═══ Excerpt to read
Wiggin Terminals, Inc. v. United States

Decision Date23 December 1929
Docket NumberNo. 2363.,2363.
PartiesWIGGIN TERMINALS, Inc., v. UNITED STATES.
CourtU.S. Court of Appeals — First Circuit

Melville Fuller Weston (of Powers & Hall), of Boston, Mass., for appellant.

J. Duke Smith, Sp. Asst. U. S. Atty., of Boston, Mass. (Frederick H. Tarr, U. S. Atty., of Boston, Mass., on the brief; C. M. Charest, Gen. Counsel, and Ottamar Hamele, Sp. Atty., Bureau of Internal Revenue, both of Washington, D. C., of counsel), for appellee.

Before BINGHAM, ANDERSON, and WILSON, Circuit Judges.

WILSON, Circuit Judge.

A petition by the Wiggin Terminal Company to recover taxes paid under protest on the ground of an overassessment. It involves the payment in 1918 by the petitioner, out of certain designated receipts, of the sum of $25,000, which it claims should be deducted as an interest charge, but which the government contends was a capital expense.
══════
== Task list ==
- A) Name every attorney the court decision lists as counsel for either party.
- B) In the records below, select every line that contains the word "grass".
═══ Provided records
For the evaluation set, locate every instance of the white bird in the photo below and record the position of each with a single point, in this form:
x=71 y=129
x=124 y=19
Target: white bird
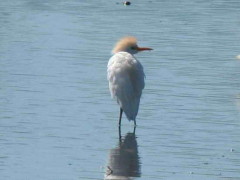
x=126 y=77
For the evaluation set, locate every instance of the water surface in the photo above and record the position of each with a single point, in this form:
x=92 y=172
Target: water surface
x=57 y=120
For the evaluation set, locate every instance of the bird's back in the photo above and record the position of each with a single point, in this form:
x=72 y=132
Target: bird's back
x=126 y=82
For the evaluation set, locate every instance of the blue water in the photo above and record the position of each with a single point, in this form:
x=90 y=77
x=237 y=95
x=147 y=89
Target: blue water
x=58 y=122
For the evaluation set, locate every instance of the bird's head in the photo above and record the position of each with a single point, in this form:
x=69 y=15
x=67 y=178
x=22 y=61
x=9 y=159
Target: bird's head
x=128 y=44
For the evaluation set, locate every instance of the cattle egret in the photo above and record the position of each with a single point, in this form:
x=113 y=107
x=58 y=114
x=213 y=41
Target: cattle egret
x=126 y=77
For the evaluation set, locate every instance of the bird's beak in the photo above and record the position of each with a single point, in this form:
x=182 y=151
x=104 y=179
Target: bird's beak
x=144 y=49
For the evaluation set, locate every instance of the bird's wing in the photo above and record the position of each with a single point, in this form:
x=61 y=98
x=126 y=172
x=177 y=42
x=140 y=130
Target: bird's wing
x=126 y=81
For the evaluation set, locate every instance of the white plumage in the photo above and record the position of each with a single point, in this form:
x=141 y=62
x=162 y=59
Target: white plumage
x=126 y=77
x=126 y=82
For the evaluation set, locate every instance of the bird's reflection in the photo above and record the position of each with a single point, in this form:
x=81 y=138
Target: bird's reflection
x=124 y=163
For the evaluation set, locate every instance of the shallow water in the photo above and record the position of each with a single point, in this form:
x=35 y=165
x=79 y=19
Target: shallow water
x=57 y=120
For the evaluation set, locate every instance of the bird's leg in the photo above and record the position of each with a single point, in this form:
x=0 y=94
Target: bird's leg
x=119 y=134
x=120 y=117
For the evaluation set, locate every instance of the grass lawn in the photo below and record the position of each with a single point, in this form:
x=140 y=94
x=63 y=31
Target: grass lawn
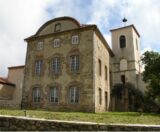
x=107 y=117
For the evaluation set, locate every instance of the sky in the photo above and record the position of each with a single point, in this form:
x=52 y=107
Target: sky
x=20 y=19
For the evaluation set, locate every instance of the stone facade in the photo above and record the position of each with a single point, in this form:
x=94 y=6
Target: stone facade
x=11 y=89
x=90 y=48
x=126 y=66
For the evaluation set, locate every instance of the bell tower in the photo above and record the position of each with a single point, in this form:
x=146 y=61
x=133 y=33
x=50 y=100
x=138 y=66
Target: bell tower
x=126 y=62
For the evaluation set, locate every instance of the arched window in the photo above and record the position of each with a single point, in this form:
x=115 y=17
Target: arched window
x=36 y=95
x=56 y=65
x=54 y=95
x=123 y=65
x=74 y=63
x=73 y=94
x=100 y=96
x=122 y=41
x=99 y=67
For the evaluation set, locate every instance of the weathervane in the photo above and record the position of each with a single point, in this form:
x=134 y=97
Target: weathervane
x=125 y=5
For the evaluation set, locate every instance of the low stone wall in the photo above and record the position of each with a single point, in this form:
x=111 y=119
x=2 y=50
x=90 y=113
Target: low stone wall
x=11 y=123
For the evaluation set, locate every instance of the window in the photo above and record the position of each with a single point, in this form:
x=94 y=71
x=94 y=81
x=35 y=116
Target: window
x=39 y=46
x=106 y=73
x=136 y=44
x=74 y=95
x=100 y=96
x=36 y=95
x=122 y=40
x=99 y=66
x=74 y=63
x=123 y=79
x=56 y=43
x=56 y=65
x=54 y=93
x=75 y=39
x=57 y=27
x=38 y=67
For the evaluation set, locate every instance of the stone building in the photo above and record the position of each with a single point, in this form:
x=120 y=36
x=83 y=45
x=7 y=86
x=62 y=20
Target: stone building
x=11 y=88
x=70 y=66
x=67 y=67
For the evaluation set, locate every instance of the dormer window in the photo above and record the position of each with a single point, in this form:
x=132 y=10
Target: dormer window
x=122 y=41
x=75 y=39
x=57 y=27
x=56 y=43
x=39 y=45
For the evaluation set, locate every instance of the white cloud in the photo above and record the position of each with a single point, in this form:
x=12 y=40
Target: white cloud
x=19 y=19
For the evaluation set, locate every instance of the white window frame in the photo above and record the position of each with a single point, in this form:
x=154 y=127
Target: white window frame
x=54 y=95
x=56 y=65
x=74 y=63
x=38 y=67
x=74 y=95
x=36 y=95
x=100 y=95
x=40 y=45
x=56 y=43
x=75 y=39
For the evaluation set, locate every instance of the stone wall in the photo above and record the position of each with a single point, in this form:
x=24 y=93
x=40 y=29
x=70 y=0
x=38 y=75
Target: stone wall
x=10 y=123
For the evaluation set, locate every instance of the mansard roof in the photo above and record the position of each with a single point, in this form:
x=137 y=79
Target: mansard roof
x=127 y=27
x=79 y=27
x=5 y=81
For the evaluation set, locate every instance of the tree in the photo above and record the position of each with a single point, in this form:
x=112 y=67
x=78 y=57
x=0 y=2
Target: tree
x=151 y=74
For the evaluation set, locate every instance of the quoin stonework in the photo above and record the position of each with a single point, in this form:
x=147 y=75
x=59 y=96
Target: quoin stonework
══════
== Answers per task ==
- A) Melville Fuller Weston, J. Duke Smith, Frederick H. Tarr, C. M. Charest, Ottamar Hamele

- B)
For the evaluation set, locate every instance of the grass lawn in the photo below and record the position of each with a single point, in this form:
Target: grass lawn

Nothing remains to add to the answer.